Na nossa mesa está uma tábua versão livre (com um naco de Taleggio, um pedaço de Chällerhocker e outro de Braojos) e três dos produtos artesanais pairing que a Queijaria da Praça não se cansa de elogiar: uma cerveja Levare (o universo desta marca fica na Rua de Santo Ildefonso), um cesto de pão Garfa e um frasquinho de compota Greenalyn, da Alina (de pêra e baunilha, de ameixa, de figo e laranja, de abóbora e amêndoa...). “Somos pequenos e crescemos juntos”, diz Rui.

──────────────────────────────

* _OBJETIVO DO EXERCÍCIO_:
Enumere os queijos que fazem parte da tábua descrita no texto sobre a Queijaria da Praça.

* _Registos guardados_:
──────────────────────────────

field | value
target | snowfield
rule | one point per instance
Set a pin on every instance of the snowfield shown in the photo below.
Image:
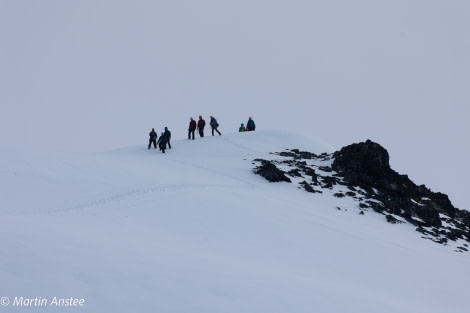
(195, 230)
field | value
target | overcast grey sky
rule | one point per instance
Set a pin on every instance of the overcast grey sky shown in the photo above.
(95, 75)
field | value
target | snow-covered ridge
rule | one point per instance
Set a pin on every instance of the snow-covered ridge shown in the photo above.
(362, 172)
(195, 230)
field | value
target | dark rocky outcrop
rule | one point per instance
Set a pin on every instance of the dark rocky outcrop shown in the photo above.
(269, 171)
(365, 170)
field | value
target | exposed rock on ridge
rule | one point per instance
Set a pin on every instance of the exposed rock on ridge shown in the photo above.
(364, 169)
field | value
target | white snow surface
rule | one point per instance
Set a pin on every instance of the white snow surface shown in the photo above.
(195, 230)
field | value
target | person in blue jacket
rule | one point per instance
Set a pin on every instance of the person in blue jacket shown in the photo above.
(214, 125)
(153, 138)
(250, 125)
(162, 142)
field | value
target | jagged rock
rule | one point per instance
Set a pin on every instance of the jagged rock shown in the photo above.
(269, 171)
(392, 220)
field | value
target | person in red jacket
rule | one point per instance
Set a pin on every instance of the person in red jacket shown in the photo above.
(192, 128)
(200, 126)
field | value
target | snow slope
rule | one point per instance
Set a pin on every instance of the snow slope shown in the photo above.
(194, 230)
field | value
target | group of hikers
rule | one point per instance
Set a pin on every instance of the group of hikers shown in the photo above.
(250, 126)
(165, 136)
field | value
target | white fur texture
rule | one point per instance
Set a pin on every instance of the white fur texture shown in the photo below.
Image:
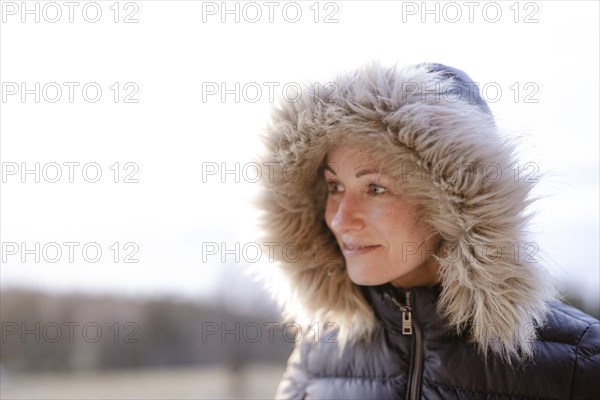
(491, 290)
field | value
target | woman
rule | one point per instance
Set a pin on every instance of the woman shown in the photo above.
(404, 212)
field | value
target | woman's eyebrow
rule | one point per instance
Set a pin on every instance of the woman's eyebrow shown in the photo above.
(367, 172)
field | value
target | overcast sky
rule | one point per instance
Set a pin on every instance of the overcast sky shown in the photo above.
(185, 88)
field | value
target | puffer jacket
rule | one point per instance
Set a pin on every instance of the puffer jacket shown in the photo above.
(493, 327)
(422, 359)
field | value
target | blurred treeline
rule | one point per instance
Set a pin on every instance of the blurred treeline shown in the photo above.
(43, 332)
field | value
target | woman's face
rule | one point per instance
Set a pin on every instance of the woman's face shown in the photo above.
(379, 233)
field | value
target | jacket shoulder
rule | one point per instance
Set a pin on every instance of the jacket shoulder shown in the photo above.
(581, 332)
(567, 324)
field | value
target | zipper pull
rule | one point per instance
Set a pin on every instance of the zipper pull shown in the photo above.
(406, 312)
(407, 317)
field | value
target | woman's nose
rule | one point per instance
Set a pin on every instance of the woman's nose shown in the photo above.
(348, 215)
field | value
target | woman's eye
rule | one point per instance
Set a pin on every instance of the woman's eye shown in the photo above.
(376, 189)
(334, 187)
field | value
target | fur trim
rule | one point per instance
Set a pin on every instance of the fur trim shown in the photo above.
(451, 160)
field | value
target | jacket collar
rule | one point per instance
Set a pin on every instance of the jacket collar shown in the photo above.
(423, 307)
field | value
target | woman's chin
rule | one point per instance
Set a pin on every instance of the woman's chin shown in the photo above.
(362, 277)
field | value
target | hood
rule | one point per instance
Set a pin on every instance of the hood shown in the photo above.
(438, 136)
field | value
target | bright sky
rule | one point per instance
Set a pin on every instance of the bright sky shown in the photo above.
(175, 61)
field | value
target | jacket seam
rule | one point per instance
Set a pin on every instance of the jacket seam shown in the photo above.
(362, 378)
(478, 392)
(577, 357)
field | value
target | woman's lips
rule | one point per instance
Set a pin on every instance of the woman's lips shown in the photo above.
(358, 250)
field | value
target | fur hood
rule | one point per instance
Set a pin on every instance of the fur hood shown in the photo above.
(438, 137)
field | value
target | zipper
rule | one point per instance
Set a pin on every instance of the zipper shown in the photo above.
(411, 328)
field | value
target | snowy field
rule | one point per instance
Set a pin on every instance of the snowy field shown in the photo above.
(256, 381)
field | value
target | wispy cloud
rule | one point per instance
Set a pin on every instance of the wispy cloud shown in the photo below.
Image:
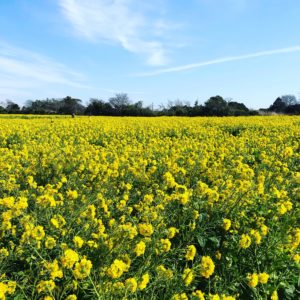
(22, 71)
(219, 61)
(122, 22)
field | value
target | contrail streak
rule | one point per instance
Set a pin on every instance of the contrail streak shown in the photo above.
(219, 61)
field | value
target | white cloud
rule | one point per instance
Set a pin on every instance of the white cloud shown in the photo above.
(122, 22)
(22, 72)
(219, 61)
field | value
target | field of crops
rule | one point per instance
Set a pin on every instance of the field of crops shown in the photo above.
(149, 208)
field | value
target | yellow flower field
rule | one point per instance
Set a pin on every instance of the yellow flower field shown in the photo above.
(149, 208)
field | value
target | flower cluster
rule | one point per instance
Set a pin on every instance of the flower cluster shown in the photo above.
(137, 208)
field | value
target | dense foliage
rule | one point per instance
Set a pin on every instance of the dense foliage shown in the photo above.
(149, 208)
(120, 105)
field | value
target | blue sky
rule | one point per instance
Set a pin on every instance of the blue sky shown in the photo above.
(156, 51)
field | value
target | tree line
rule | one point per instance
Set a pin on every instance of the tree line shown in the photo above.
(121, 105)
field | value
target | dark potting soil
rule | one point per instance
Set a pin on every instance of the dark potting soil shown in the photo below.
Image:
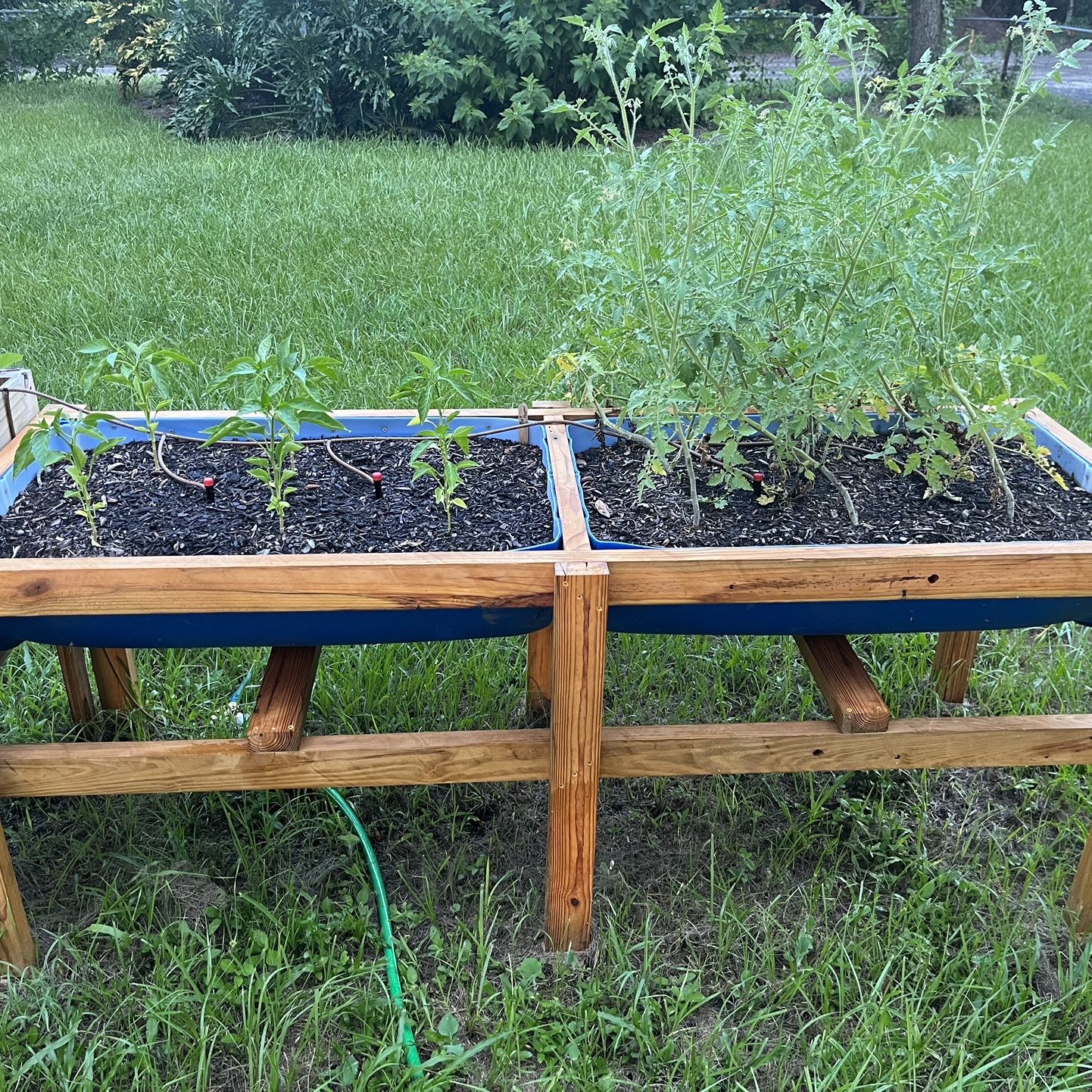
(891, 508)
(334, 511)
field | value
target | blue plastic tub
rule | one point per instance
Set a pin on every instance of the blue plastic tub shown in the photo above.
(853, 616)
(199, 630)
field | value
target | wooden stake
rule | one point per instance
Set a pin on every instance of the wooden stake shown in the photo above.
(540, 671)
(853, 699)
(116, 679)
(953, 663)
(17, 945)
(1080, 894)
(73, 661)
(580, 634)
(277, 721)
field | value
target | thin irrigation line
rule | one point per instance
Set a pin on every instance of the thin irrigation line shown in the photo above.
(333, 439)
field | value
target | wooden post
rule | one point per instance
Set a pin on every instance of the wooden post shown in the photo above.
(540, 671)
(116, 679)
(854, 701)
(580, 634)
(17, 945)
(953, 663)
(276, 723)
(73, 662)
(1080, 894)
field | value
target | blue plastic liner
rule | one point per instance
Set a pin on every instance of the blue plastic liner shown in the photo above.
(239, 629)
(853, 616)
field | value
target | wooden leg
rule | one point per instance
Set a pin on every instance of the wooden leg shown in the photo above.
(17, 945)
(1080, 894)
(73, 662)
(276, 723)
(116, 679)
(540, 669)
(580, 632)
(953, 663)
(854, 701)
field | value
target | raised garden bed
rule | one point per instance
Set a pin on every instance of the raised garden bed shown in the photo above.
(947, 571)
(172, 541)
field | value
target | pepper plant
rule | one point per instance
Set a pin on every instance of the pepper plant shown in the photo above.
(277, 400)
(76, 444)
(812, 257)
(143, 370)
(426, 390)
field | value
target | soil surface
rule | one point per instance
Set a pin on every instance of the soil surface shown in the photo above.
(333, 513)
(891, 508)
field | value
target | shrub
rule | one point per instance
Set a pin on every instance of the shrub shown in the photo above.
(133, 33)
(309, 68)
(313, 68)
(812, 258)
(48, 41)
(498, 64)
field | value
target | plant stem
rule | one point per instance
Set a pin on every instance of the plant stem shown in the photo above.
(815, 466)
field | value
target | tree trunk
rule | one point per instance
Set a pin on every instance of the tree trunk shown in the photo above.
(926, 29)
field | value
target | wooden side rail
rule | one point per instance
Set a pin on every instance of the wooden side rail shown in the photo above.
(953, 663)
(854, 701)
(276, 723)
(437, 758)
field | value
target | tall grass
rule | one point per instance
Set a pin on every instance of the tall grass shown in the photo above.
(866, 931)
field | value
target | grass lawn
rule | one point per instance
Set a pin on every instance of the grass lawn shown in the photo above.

──────────────────────────────

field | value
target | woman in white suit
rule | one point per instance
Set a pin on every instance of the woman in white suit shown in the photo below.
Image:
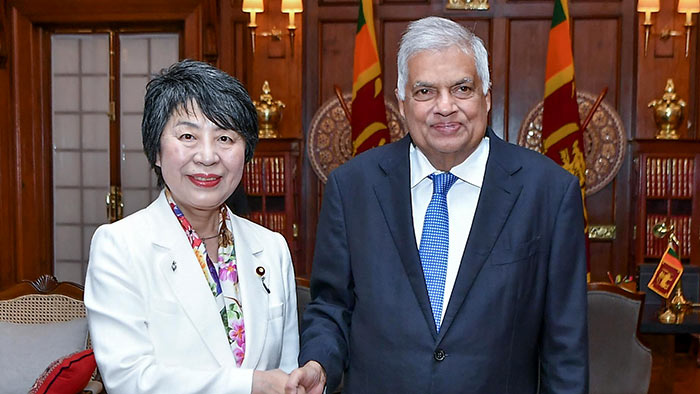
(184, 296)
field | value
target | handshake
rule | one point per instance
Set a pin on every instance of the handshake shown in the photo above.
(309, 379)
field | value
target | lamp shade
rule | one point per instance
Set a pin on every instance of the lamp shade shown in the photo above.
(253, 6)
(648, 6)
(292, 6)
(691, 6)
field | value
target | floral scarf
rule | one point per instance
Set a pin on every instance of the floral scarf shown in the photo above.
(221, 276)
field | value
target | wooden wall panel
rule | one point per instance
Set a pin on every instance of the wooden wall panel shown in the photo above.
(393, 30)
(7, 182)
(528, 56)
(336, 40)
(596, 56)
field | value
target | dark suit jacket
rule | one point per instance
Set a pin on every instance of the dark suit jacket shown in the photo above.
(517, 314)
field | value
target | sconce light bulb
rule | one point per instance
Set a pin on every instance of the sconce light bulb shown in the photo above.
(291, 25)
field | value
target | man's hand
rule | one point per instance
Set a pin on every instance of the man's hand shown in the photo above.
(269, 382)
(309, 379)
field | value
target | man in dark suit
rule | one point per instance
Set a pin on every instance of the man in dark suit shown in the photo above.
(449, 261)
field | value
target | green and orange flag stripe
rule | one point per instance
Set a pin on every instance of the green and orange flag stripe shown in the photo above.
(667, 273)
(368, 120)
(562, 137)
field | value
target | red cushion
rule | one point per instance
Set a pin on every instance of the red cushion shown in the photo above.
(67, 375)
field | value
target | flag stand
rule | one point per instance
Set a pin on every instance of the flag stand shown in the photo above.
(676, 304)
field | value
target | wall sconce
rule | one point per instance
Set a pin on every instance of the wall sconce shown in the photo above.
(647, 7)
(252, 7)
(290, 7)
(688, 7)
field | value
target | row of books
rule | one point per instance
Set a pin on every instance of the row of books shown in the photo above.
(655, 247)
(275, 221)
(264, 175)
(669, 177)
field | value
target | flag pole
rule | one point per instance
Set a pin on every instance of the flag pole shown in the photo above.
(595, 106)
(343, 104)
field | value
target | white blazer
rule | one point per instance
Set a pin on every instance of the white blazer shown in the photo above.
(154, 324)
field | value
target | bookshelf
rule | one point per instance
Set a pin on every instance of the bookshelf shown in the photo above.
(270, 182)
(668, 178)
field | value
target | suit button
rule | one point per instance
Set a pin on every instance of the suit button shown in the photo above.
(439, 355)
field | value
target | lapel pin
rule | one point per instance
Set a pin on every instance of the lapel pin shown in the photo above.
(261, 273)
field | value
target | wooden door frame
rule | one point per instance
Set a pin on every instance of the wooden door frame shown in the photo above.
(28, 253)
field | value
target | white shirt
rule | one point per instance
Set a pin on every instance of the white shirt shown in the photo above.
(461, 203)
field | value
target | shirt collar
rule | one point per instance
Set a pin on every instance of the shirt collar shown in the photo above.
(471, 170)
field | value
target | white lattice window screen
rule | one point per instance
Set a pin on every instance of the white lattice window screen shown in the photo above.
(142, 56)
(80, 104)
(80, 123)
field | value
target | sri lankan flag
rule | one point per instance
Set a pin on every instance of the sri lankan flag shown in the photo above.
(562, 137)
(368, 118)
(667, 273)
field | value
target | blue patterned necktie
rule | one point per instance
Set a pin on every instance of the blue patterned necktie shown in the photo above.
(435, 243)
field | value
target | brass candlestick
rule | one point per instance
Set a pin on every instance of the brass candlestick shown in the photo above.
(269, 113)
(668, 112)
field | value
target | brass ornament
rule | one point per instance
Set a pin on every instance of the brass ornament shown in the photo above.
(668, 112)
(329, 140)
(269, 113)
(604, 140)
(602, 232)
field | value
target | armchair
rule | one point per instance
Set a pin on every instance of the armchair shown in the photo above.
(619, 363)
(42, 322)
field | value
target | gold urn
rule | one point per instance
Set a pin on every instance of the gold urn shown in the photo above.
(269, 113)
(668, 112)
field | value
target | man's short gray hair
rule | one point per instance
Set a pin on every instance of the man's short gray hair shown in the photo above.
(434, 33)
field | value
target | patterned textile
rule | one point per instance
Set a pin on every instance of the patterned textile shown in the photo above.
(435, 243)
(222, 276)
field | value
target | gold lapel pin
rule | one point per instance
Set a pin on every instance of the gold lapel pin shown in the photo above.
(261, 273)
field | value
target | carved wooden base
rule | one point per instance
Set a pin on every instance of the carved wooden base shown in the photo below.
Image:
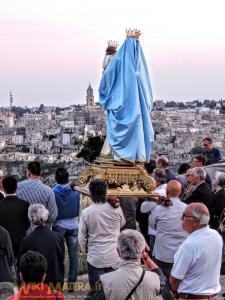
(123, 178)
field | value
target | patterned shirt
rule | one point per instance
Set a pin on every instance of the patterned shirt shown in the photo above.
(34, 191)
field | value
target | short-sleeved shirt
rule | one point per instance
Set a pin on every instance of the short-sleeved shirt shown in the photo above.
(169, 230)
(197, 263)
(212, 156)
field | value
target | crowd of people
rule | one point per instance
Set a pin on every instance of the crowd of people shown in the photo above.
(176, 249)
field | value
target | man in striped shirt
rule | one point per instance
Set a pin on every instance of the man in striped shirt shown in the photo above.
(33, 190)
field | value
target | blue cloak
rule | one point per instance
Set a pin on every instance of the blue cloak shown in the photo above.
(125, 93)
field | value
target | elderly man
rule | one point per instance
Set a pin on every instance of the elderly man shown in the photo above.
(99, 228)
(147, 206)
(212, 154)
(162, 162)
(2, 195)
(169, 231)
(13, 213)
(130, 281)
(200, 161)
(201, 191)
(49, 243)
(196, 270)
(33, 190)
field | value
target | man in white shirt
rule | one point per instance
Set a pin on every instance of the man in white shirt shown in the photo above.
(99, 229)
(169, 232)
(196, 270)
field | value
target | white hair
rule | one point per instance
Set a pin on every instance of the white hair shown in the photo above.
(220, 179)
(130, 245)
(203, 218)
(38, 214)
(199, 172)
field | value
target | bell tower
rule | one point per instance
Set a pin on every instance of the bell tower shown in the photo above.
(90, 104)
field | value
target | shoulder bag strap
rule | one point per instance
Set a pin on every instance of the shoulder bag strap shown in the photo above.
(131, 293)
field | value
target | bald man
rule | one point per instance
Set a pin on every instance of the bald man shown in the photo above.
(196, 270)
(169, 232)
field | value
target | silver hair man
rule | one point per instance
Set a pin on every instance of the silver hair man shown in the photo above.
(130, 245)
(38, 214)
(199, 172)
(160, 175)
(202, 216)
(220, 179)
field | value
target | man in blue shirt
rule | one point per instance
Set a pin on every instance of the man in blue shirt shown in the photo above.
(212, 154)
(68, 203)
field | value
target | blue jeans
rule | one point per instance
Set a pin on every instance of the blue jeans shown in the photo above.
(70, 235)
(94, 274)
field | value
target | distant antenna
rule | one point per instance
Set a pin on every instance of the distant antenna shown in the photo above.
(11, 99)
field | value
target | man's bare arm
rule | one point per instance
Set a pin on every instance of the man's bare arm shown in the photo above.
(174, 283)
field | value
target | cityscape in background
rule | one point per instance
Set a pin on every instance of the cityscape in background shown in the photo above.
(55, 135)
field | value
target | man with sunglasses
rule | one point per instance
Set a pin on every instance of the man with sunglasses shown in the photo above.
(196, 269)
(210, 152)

──────────────────────────────

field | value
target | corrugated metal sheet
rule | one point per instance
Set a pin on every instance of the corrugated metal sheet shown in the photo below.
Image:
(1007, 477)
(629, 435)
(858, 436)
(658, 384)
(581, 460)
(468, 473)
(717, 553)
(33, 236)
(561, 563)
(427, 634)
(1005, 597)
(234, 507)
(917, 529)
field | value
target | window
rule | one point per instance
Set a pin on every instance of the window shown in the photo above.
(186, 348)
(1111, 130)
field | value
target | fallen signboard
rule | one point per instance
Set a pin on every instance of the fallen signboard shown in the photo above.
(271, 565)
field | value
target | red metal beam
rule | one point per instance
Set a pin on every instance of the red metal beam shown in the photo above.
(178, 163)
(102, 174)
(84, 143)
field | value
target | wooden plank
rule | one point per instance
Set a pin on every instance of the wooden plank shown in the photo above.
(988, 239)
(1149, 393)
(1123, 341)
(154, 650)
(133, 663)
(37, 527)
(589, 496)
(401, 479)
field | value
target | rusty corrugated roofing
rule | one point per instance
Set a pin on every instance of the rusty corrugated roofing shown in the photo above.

──────────────────────────────

* _RESPOSTA_:
Taleggio, Chällerhocker e Braojos.